— Start Text —
Well I don't want to cause trouble either, but this situation has been totally irresponsible and suspicious from the start. A recipe for disaster.... the OP will not see sense, but considering the dogs supposedly got mated because family members wanted to take photographs of them mating... it says it all.

Springerhusky.... are the rescue aware of the puppies arrival... have you really been in contact with them? I cannot imagine any rescue just sitting back and letting you home them, quite honestly... it doesn't ring true... most certainly the rescues I've been involved with would never do allow that.


----------



## SpringerHusky

squashynose said:


> How do you know? I know, from experience, that a lot of people who decide they want a pup would not be able to handle one of these pups. Some aren't capable of handling *any* puppy. What are you going to do if the new owners decide they can't handle or don' want the pups? Will you take them back? Responsible breeders will take back any pup that the new owners cannot keep, can you offer this? I bet some of these dogs will end up going to these homes you say you have, and then rehomed, passed from pillar to post, or dumped in a rescue.
— End Text —
### Challenge 1
Can you repeat, word for word, the stretch of the puppy thread from "Springerhusky.... are the" through "in a rescue."?
### Challenge 2
Could you pick up the puppy thread after its last sentence and carry it on?
You won't need the entries for any of this.
— Start Raw records —
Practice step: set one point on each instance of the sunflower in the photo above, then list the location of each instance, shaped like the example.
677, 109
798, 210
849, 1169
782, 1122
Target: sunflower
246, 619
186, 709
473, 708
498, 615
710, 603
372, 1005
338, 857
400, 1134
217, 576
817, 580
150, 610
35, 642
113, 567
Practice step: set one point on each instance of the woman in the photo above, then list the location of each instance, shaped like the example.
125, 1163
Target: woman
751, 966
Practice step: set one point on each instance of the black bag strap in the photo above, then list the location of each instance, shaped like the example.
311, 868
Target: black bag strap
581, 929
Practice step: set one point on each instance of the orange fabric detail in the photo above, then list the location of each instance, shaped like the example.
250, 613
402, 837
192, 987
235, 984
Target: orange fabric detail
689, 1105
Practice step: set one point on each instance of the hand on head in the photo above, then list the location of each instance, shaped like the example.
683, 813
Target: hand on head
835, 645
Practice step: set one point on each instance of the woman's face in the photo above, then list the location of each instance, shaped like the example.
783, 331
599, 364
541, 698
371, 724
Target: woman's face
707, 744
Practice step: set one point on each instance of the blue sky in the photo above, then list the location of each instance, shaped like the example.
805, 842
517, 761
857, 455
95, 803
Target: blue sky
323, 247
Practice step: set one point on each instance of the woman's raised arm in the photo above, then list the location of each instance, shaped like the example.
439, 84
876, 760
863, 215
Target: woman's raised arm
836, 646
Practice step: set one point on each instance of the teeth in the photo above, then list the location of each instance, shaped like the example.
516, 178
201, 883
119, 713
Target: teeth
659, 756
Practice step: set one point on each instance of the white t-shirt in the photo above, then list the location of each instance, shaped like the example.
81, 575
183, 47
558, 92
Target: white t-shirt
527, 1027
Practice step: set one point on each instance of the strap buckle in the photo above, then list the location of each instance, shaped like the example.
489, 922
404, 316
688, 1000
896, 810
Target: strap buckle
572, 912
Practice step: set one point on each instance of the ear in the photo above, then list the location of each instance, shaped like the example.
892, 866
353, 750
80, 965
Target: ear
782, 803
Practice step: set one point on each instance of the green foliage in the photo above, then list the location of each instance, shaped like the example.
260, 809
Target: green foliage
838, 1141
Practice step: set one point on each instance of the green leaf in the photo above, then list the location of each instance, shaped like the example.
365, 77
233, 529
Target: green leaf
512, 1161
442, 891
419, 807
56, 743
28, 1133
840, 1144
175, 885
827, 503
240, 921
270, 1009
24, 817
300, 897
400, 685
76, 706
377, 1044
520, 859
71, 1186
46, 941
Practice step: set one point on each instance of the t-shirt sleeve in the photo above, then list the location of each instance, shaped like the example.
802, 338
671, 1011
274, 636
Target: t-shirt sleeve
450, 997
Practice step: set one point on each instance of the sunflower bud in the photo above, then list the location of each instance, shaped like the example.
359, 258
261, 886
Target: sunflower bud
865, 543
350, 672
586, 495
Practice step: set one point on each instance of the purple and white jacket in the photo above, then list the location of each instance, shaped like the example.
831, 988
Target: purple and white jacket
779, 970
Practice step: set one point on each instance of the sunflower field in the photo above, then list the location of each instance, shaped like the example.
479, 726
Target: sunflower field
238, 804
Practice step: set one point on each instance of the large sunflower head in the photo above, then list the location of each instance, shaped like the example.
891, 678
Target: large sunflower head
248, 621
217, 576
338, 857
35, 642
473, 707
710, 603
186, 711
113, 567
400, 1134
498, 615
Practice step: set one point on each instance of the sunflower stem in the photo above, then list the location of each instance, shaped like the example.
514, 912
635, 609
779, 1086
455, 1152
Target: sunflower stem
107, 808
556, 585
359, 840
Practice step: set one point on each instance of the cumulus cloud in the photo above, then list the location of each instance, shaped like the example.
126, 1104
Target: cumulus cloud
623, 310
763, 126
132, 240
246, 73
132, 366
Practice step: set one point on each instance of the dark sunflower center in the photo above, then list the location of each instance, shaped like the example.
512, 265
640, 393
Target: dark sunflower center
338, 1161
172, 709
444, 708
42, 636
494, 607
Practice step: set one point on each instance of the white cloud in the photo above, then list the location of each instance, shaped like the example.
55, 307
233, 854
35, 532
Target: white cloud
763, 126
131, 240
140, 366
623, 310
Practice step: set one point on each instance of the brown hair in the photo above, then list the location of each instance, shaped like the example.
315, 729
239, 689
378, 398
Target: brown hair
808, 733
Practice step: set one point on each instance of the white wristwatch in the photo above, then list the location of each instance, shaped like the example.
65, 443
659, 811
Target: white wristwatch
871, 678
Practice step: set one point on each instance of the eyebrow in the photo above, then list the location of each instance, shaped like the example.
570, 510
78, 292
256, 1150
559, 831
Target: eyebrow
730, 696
— End Raw records —
### Written response 1
Springerhusky.... are the rescue aware of the puppies arrival... have you really been in contact with them? I cannot imagine any rescue just sitting back and letting you home them, quite honestly... it doesn't ring true... most certainly the rescues I've been involved with would never do allow that.


----------



## SpringerHusky

squashynose said:


> How do you know? I know, from experience, that a lot of people who decide they want a pup would not be able to handle one of these pups. Some aren't capable of handling *any* puppy. What are you going to do if the new owners decide they can't handle or don' want the pups? Will you take them back? Responsible breeders will take back any pup that the new owners cannot keep, can you offer this? I bet some of these dogs will end up going to these homes you say you have, and then rehomed, passed from pillar to post, or dumped in a rescue.

### Written response 2
Sometimes I don't know why I come on forums 

I know basically everyone thinks I'm either a child or an idiot or both. :arf:

All these pups have contracts written up requiring all pups to be spayed or nueterd , all pups to be returned if they can no longer keep them at any age and Contact must be kept, if these are not done then i will take the pup back.

Let me give you some idea I know Allot about breeding, it runs in my family but I do not know much towards malamutes my family are gundog and herding dog breeders.


----------



## Dundee

> as far as i know this person isnt a breeder?


Natik... anyone who breeds a litter is a breeder ... even if it's an accidental one and a one off.... although from what I remember, then OP is wanting to stud the sire out too.


----------



## SpringerHusky

Dundee said:


> Springerhusky.... are the rescue aware of the puppies arrival... have you really been in contact with them? I cannot imagine any rescue just sitting back and letting you home them, quite honestly... it doesn't ring true... most certainly the rescues I've been involved with would never do allow that.


Yes, I have if you would like you can contact them rrr:


----------



## squashynose

Dundee said:


> Natik... anyone who breeds a litter is a breeder ... even if it's an accidental one and a one off.... although from what I remember, then OP is wanting to stud the sire out too.


Called a backyard breeder


----------



## Natik

Dundee said:


> Natik... anyone who breeds a litter is a breeder ... even if it's an accidental one and a one off.... although from what I remember, then OP is wanting to stud the sire out too.


but he didnt breed the litter 

but i agree completly with the socialising bit and the rescue bit !
I just hope the best for the pups...they are here now so i hope they will not end up in bad hands in future!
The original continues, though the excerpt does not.